:: What you need to do ::
Produce a verbatim copy of the entries listed below.

══════

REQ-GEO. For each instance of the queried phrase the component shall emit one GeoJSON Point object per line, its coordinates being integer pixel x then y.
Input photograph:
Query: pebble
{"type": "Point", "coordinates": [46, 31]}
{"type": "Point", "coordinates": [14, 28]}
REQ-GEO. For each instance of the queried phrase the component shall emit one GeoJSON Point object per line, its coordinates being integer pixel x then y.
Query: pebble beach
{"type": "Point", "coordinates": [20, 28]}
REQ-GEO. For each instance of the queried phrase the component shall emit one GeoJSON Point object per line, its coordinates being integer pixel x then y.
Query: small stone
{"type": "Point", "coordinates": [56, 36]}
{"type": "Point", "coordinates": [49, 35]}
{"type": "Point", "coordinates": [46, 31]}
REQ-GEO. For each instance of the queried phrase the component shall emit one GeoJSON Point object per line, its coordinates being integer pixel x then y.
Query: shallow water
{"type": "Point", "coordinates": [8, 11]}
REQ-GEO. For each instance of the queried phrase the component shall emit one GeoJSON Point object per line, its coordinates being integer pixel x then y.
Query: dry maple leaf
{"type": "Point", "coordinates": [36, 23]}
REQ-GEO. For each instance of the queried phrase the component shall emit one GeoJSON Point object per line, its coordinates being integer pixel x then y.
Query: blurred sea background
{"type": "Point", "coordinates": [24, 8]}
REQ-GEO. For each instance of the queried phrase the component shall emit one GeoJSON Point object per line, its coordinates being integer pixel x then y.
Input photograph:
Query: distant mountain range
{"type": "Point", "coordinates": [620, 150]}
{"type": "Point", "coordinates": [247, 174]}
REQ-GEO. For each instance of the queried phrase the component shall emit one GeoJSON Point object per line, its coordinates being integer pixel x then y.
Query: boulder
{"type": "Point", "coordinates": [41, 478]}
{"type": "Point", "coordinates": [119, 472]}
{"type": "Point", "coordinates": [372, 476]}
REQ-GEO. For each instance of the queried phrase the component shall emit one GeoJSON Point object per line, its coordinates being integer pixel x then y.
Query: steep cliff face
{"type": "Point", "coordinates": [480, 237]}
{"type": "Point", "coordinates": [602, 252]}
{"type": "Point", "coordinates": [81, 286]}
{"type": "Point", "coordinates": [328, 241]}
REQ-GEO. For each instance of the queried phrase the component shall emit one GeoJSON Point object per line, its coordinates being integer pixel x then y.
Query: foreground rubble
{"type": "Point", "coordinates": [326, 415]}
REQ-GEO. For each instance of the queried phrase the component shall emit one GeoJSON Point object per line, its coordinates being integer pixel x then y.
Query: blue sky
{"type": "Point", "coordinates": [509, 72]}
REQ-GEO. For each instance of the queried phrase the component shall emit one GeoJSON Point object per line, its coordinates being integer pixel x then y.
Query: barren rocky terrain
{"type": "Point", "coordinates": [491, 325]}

══════

:: Solution to the problem ::
REQ-GEO. For each instance of the queried phrase the component shall emit one GeoJSON Point object per line, its coordinates being integer pixel x then y.
Input photograph:
Query: pebble
{"type": "Point", "coordinates": [46, 31]}
{"type": "Point", "coordinates": [14, 28]}
REQ-GEO. For each instance of the queried phrase the component shall emit one GeoJSON Point object per line, its coordinates being integer pixel x then y.
Query: pebble beach
{"type": "Point", "coordinates": [20, 28]}
REQ-GEO. For each instance of the queried phrase the component shall emit one GeoJSON Point object per line, its coordinates being integer pixel x then y.
Query: small stone
{"type": "Point", "coordinates": [56, 36]}
{"type": "Point", "coordinates": [49, 35]}
{"type": "Point", "coordinates": [46, 31]}
REQ-GEO. For each instance of the queried phrase the component shall emit one GeoJSON Point object per line, its coordinates being integer pixel x then y.
Query: shallow water
{"type": "Point", "coordinates": [8, 11]}
REQ-GEO. For each instance of the queried phrase the component shall emit one GeoJSON Point object per line, its coordinates being integer pixel x then y.
Query: dry maple leaf
{"type": "Point", "coordinates": [36, 23]}
REQ-GEO. For each instance of the queried phrase the component shall emit one GeoJSON Point object per line, its coordinates being integer pixel x then y.
Query: blurred sea background
{"type": "Point", "coordinates": [24, 8]}
REQ-GEO. For each instance of the queried phrase the component shall emit one GeoJSON Point object per line, its coordinates being integer pixel x then y.
Input photograph:
Query: distant mountain range
{"type": "Point", "coordinates": [620, 150]}
{"type": "Point", "coordinates": [247, 174]}
REQ-GEO. For each instance of the queried phrase the component shall emit one GeoJSON Point object per line, its coordinates being integer pixel x then y.
Query: boulder
{"type": "Point", "coordinates": [41, 478]}
{"type": "Point", "coordinates": [119, 472]}
{"type": "Point", "coordinates": [372, 476]}
REQ-GEO. For each instance of the queried phrase the component shall emit one GeoJSON Point object per line, its coordinates being integer pixel x then y.
Query: steep cliff face
{"type": "Point", "coordinates": [480, 237]}
{"type": "Point", "coordinates": [602, 252]}
{"type": "Point", "coordinates": [81, 286]}
{"type": "Point", "coordinates": [328, 241]}
REQ-GEO. For each instance of the queried phrase the component shall emit one GeoJSON Point object per line, its coordinates being integer pixel x then y.
Query: foreground rubble
{"type": "Point", "coordinates": [326, 415]}
REQ-GEO. For each instance of the queried phrase the component shall emit one GeoJSON Point object per line, its coordinates being integer pixel x then y.
Query: blue sky
{"type": "Point", "coordinates": [509, 72]}
REQ-GEO. For each instance of the queried phrase the component shall emit one GeoJSON Point object per line, its coordinates being integer pixel x then y.
Query: barren rocky terrain
{"type": "Point", "coordinates": [491, 325]}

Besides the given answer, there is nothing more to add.